┌──

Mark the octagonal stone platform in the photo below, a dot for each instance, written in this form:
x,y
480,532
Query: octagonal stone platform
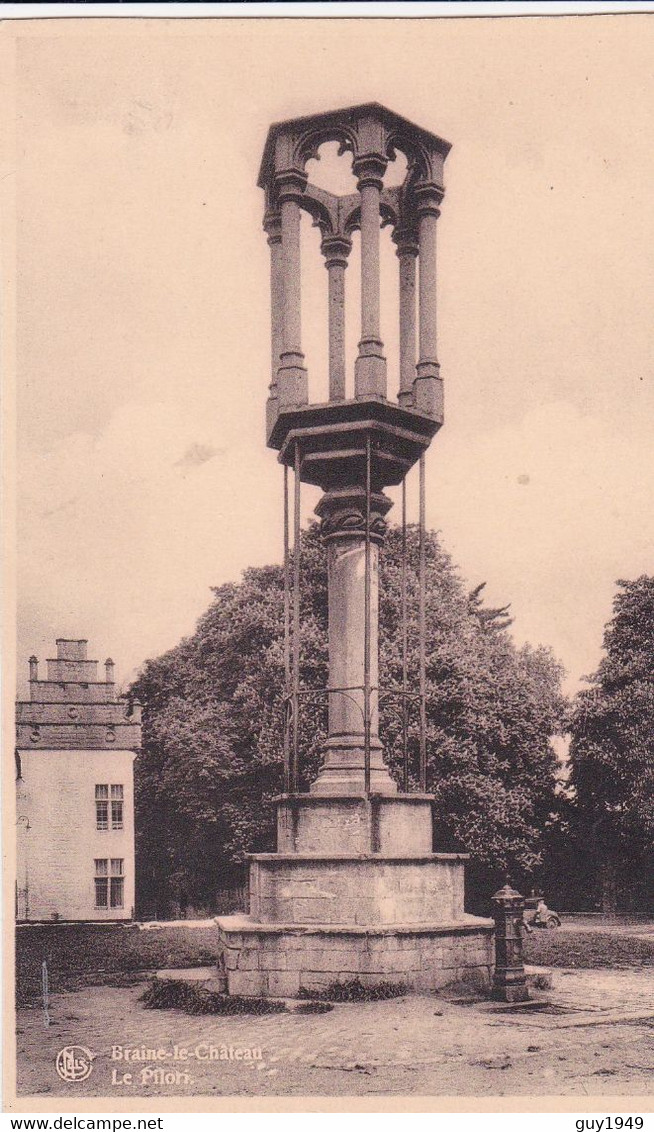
x,y
354,892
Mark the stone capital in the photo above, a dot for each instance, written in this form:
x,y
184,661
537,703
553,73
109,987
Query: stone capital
x,y
336,250
343,515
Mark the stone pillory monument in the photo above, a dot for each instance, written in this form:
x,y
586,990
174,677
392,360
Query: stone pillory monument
x,y
355,889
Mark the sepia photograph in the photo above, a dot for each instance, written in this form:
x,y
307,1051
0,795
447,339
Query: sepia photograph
x,y
328,395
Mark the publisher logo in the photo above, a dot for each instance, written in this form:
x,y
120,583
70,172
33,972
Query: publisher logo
x,y
74,1063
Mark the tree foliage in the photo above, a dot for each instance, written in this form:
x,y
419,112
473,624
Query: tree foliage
x,y
212,759
612,742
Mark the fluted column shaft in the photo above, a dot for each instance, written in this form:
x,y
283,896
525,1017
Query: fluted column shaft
x,y
370,365
343,514
292,379
406,253
273,228
428,385
336,250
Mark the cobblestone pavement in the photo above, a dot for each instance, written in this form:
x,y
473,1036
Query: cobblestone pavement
x,y
600,1042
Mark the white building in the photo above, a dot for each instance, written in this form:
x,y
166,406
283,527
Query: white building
x,y
76,745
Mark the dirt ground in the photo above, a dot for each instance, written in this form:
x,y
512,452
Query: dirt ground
x,y
595,1038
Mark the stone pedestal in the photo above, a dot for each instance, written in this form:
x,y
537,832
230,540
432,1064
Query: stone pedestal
x,y
354,891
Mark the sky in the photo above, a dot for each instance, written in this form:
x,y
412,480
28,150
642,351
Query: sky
x,y
143,310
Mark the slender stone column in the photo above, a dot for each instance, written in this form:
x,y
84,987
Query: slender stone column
x,y
273,228
428,385
336,249
292,378
406,251
370,365
343,515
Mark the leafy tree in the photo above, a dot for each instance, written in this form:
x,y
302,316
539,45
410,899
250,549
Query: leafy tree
x,y
212,759
612,751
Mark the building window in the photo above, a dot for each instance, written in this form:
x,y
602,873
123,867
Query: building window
x,y
109,882
102,807
117,883
101,883
102,800
117,807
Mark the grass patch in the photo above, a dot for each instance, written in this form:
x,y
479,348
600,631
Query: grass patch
x,y
587,950
82,954
174,994
355,991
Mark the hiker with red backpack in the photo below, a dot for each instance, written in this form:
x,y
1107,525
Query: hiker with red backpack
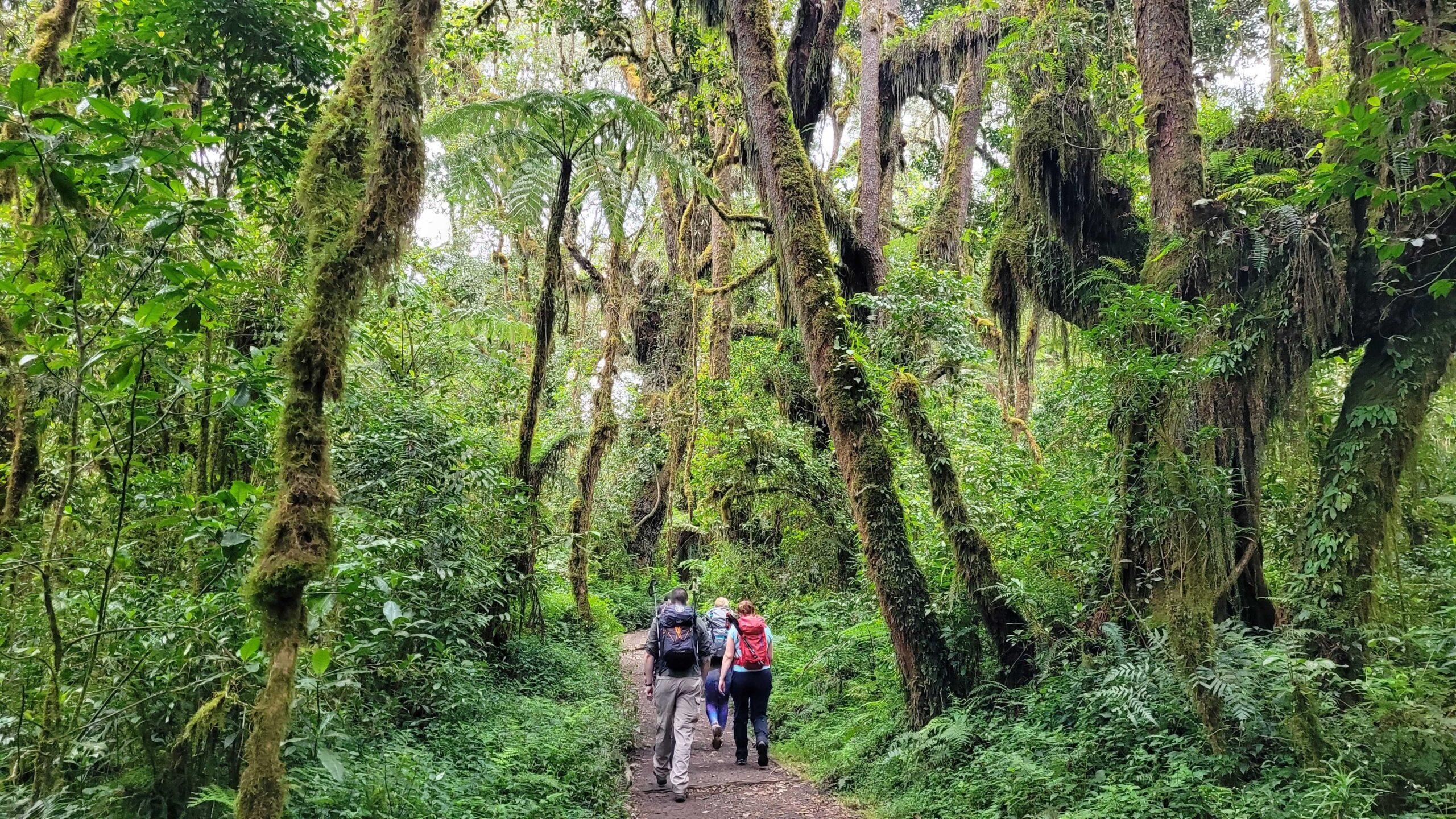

└──

CONSIGNES DE L'EXERCICE :: Convertissez en une liste JSON de chaînes le matériel ci-dessus, depuis la ligne contenant « Mark the grass » (incluse) jusqu'à la fin, à raison d'une chaîne par ligne et sans les lignes vides. N'incluez pas les images dans la réponse.

RÉSULTAT ATTENDU ::
[
  "Mark the grass patch in the photo above, a dot for each instance, written in this form:",
  "x,y",
  "479,348",
  "600,631",
  "Query: grass patch",
  "x,y",
  "587,950",
  "82,954",
  "174,994",
  "355,991",
  "Mark the hiker with red backpack in the photo below, a dot for each instance, written in this form:",
  "x,y",
  "1107,525",
  "Query: hiker with red backpack"
]